REQUIRED TASKS:
1. Repeat verbatim the passage of the Athens hotel article that begins with the words containing "The notice grants" and ends with "its operating license.".
2. Pick up the report on the Athens hotel ordered to remove its top two floors and carry it forward from its final sentence.

TEXT BLOCK:
┌────────
A prominent luxury hotel in Athens has been instructed by the Greek Council of State to demolish the top two of its floors for obstructing the breathtaking view of the Acropolis.
The hotel, which boasted offering “the best view of the Acropolis”, had been depriving many Athenians in the city centre of the opportunity to appreciate the iconic monument.
According to local reports, Pol and Mijalis Efmorfidis, Greek businessmen and owners of the Coco-Mat company, received a burofax from the Greek Council of State last Thursday.
The notice grants them a three-month window to remove the top two floors of the Coco-Mat Athens BC hotel, situated in the heart of Athens.
Failure to comply with the demolition of the illegal structures could result in the hotel losing its operating license.
The Efmorfidis brothers took advantage of a revision in urban planning legislation, which was not applicable in the nearby neighbourhoods of Athens’ archaeological zone, to obtain a building permit that allowed the construction of a 10-story hotel. However, the urban planning regulations in Athens stipulate a maximum of eight stories and a height of less than 24 metres in the area.
└────────
DATASET EXCERPTS:
┌────────
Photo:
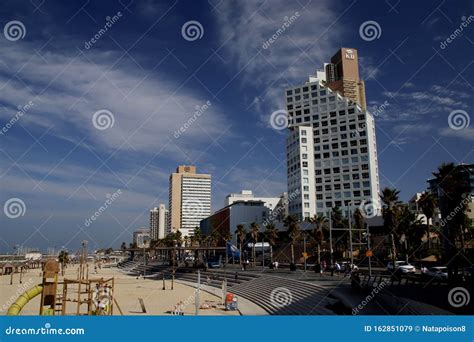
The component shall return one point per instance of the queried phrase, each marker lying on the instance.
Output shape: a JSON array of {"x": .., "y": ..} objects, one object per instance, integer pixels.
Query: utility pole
[
  {"x": 330, "y": 238},
  {"x": 304, "y": 250},
  {"x": 198, "y": 290},
  {"x": 350, "y": 237},
  {"x": 368, "y": 248}
]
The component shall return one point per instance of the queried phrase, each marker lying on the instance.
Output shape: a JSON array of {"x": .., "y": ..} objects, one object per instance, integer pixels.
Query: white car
[
  {"x": 401, "y": 266},
  {"x": 439, "y": 272}
]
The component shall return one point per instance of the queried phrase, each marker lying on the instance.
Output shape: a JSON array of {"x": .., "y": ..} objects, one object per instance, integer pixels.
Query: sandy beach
[{"x": 127, "y": 292}]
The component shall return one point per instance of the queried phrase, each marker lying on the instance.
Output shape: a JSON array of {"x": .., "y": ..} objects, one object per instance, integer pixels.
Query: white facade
[
  {"x": 337, "y": 136},
  {"x": 158, "y": 222},
  {"x": 141, "y": 237},
  {"x": 247, "y": 195},
  {"x": 195, "y": 203}
]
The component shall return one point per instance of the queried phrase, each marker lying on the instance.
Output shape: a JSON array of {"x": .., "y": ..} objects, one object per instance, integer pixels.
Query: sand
[{"x": 128, "y": 290}]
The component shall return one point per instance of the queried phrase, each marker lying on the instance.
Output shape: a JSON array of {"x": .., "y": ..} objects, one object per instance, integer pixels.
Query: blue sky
[{"x": 150, "y": 78}]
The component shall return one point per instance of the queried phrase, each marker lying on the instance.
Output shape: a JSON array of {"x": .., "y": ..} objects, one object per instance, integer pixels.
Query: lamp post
[{"x": 304, "y": 249}]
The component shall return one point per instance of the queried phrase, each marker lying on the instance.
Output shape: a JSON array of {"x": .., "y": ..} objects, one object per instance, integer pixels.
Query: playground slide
[{"x": 25, "y": 297}]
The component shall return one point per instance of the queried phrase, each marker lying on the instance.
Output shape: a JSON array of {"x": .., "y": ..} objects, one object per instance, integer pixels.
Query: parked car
[
  {"x": 439, "y": 272},
  {"x": 346, "y": 266},
  {"x": 401, "y": 266}
]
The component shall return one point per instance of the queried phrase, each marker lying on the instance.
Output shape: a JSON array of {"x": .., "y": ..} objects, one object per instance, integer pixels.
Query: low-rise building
[{"x": 141, "y": 237}]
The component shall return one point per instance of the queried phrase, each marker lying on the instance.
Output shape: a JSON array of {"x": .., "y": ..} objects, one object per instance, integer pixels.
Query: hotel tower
[{"x": 331, "y": 146}]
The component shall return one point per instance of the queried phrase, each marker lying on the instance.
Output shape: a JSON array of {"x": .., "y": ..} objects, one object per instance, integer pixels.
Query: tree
[
  {"x": 271, "y": 233},
  {"x": 293, "y": 232},
  {"x": 390, "y": 208},
  {"x": 427, "y": 203},
  {"x": 359, "y": 224},
  {"x": 453, "y": 196},
  {"x": 198, "y": 236},
  {"x": 254, "y": 228},
  {"x": 63, "y": 259},
  {"x": 241, "y": 233},
  {"x": 319, "y": 222}
]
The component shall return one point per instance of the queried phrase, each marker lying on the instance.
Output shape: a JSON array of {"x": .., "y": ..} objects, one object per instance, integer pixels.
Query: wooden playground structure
[{"x": 80, "y": 296}]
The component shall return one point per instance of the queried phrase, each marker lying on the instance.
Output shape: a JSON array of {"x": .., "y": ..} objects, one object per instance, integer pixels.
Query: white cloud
[
  {"x": 465, "y": 133},
  {"x": 296, "y": 53},
  {"x": 67, "y": 90}
]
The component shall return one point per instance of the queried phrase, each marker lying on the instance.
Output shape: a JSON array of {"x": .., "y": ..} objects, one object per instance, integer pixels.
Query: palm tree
[
  {"x": 241, "y": 233},
  {"x": 271, "y": 233},
  {"x": 318, "y": 234},
  {"x": 198, "y": 236},
  {"x": 293, "y": 232},
  {"x": 254, "y": 228},
  {"x": 359, "y": 223},
  {"x": 427, "y": 203},
  {"x": 390, "y": 208},
  {"x": 63, "y": 259},
  {"x": 453, "y": 190}
]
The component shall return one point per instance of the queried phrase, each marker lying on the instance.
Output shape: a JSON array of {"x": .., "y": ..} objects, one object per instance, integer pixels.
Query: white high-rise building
[
  {"x": 331, "y": 146},
  {"x": 158, "y": 222},
  {"x": 189, "y": 199}
]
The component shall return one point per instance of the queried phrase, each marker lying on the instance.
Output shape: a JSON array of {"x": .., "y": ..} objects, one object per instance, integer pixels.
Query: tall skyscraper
[
  {"x": 158, "y": 222},
  {"x": 331, "y": 146},
  {"x": 189, "y": 199}
]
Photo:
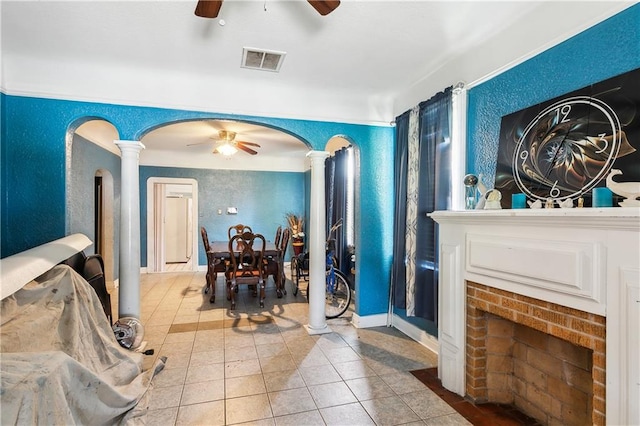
└────────
PER-TASK OUTPUTS:
1.
The notice grants them a three-month window to remove the top two floors of the Coco-Mat Athens BC hotel, situated in the heart of Athens.
Failure to comply with the demolition of the illegal structures could result in the hotel losing its operating license.

2.
The new law, which does not apply to the historic centre, permits a height increase from 24 to 33 metres. Furthermore, it offers additional height bonuses if a rooftop garden is created.
By constructing a rooftop garden with a swimming pool, promising guests an experience of being able to “touch the Parthenon”, the hotel’s height reached 37 metres, effectively obstructing the views of the Acropolis from neighbouring buildings.
The preservation of the scenic views of the Acropolis has been a central aspect of Athens’ urban planning, ensuring that the architectural masterpiece can be enjoyed from various points in the city.
However, an oversight by the Ministry of the Environment led to the erroneous application of the new regulations in all districts, including those within the historic centre, which were intended to maintain the guidelines set by the previous regulations, allowing a maximum of eight stories and a height of less than 24 meters.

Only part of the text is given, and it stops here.